Your task:
In the forum thread below about feeder rats, what size storage container did Sidurah find after the aquarium from a friend fell through?

#### Excerpt ####

# I got feeder rats...



## Sidurah (Sep 28, 2011)

I got 2 feeder rats (pics coming soon). I knew (and the pet shop people told me) they'd almost definitely be pregnant, as they in with boys. I really liked them, as they were super sweet, but I said I didn't have an aquarium, so the gal was super nice and even tried to find a spare aquarium for me so I could keep them. Alas, they didn't have a spare one, but a friend does, so I decided to get two feeder rats, knowing they were pregnant. 

A little stupid, I know, but I have absolutely nothing to do with my summer and their little faces were just too cute. Anyway, one, Cecily (Silly) is definitely preggers. She has swollen nipples. The other, Gwendolyn (Gwen) looks normal.

If they're both pregnant, can I keep them together? I'd like to, seeing as they've been together for some time and like to snuggle.


----------



## Jaguar (Nov 15, 2009)

No, please separate them. Moms can get very aggressive and protective over babies. The last thing you want is moms attacking each other or playing tug of war with the babies. The risks aren't worth the benefit.


----------



## Sidurah (Sep 28, 2011)

I gave them some yogurt last night. They LOVED it. After a few experimental bites, they were like "Oh, this is a _finger. _We need to lick this tasty stuff off!" It was really cute.

It looks like I won't be able to get the aquarium from my friend after all. I've found a 110 qt storage container. If I split it in half with wire mesh, would it be of adequate size for them both to share (each would have a little over 2 cubic feet), or should I get two?


----------



## Lovely Rats (May 14, 2012)

Sidurah said:


> I've found a 110 qt storage container. If I split it in half with wire mesh, would it be of adequate size for them both to share (each would have a little over 2 cubic feet), or should I get two?


That sounds fine for a home but get an aquarium for her whelping stages.


----------



## Sidurah (Sep 28, 2011)

Okay, I've got 2 aquariums lined up. I'll have them in a day or two. Right now they're in my travel cage, but that is, of course, temporary. I'm boiling eggs right now to give them. 

Once their rittens are weaned, Gwen and Silly will join my existing girls, Rosalind and Beatrice, in my large cage.

I'm planning to use polar fleece & shredded newspaper as bedding, put in an igloo to nest in, and a food dish and water bottle. Does this sound good? Should I add anything else?


----------



## aang (Feb 7, 2012)

You should check out The Rat Homes section to get ideas! People post a bunch of pictures there and its where I get some ideas.


----------



## Sidurah (Sep 28, 2011)

So they're both in the aquarium. I lined it with a brown paper bag, and tossed in a bunch of shredded newspaper and paper towels and some polar fleece. They did not approve of the evenly distributed bedding, and proceeded to pile it all at one end and burrow in. They were having a blast tunneling and shredding paper to their high standards.

#### Raw records ####

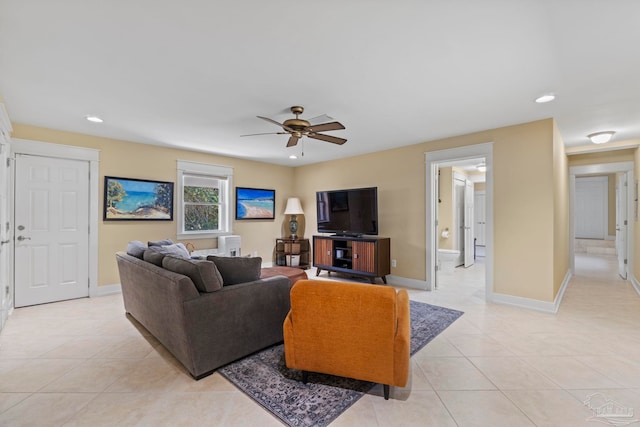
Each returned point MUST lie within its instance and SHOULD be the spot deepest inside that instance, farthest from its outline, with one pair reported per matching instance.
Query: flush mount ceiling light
(601, 137)
(94, 119)
(548, 97)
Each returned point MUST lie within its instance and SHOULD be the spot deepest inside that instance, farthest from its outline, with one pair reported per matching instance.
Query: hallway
(82, 362)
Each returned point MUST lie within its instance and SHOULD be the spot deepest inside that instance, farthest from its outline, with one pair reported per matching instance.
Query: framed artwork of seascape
(127, 199)
(255, 203)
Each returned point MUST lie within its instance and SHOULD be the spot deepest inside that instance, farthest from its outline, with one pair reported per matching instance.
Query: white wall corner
(533, 304)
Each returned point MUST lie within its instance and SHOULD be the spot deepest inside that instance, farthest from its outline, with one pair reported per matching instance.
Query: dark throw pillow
(177, 250)
(237, 269)
(153, 257)
(160, 242)
(136, 248)
(202, 273)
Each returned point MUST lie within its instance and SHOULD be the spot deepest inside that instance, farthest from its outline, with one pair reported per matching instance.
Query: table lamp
(293, 208)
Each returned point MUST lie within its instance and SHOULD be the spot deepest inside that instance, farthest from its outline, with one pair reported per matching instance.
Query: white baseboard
(532, 304)
(407, 283)
(634, 283)
(105, 290)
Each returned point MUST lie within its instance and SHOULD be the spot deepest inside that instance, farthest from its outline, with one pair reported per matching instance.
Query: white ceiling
(195, 74)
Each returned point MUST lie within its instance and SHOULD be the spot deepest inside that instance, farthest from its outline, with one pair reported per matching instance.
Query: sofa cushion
(136, 248)
(202, 273)
(177, 250)
(153, 257)
(237, 269)
(160, 242)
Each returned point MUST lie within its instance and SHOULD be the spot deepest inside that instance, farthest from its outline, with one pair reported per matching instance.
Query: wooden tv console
(359, 256)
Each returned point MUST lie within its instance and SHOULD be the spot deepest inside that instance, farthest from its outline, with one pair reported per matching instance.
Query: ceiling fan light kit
(601, 137)
(298, 128)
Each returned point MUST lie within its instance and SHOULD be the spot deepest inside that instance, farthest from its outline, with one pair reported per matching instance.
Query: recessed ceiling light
(601, 137)
(94, 119)
(548, 97)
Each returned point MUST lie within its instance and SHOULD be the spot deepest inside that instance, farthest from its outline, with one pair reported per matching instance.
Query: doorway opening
(601, 213)
(453, 232)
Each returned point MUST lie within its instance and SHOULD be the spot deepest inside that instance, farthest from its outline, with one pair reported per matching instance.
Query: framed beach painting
(137, 199)
(255, 203)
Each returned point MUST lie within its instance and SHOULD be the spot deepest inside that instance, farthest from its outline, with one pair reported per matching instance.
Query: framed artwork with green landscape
(255, 203)
(127, 199)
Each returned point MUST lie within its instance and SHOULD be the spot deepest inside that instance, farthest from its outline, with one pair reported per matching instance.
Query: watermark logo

####

Solution:
A 110 qt storage container.